Extract every line of the rows below that contains the word "returning", treating uppercase and lowercase as distinct.

__DATA FOR THE TASK__:

# # # # # # #

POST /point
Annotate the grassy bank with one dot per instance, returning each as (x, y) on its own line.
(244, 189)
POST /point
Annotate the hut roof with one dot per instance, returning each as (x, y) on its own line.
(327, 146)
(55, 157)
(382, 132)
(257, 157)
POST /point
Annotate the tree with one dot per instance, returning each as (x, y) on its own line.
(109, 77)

# # # # # # #

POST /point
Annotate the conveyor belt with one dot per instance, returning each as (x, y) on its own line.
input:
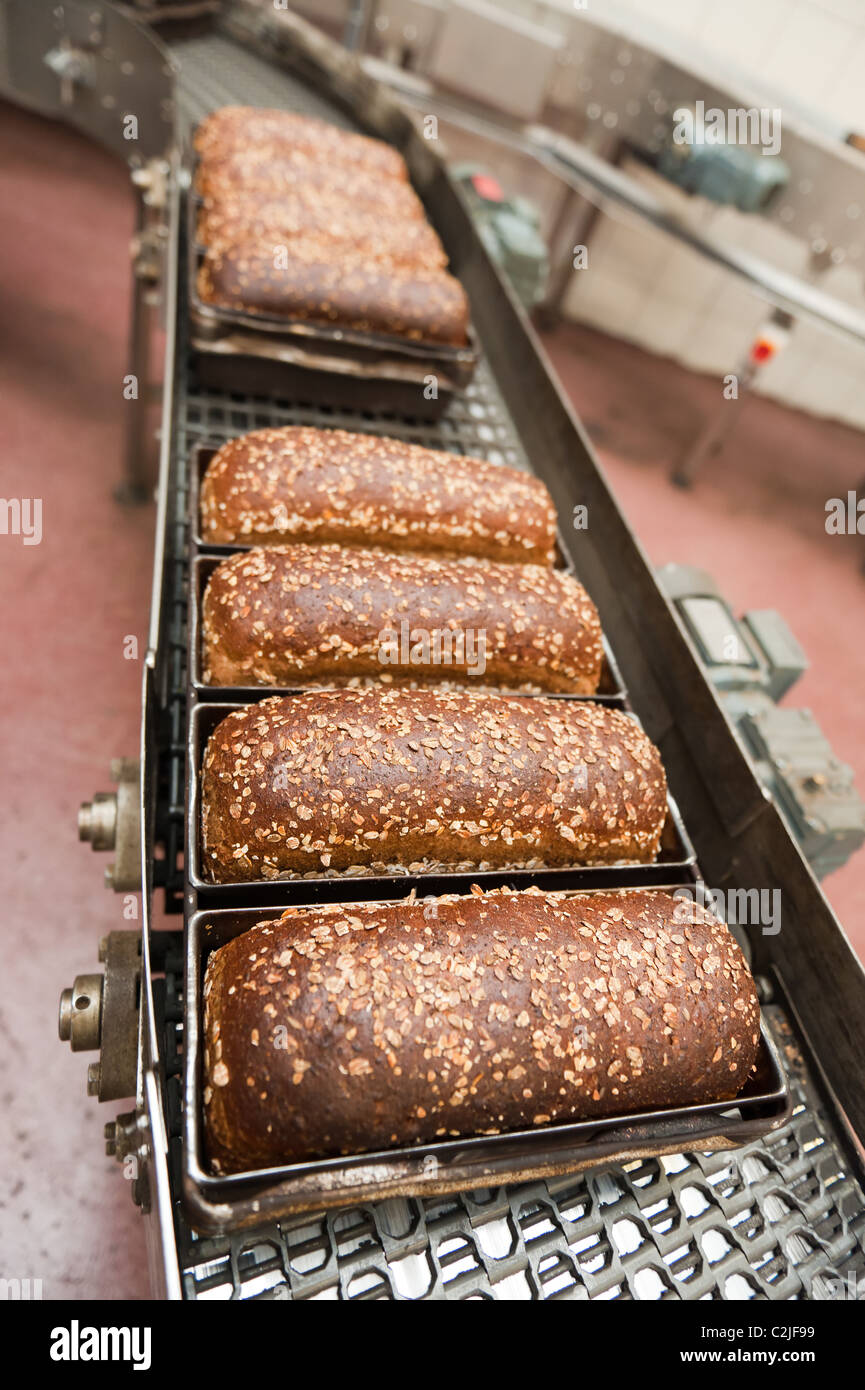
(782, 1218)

# # # # # # #

__WRITTEN SOLUTION__:
Annotate the grassy bank with one dot per instance, returning each as (x, y) on its own line.
Annotate the hut roof with one dot per instance, returning each as (x, y) on its own line.
Annotate the tree with one dot per instance, returning each as (x, y) on its own line.
Annotate the conveyor belt with one dot per instance, returning each as (x, y) on its own line.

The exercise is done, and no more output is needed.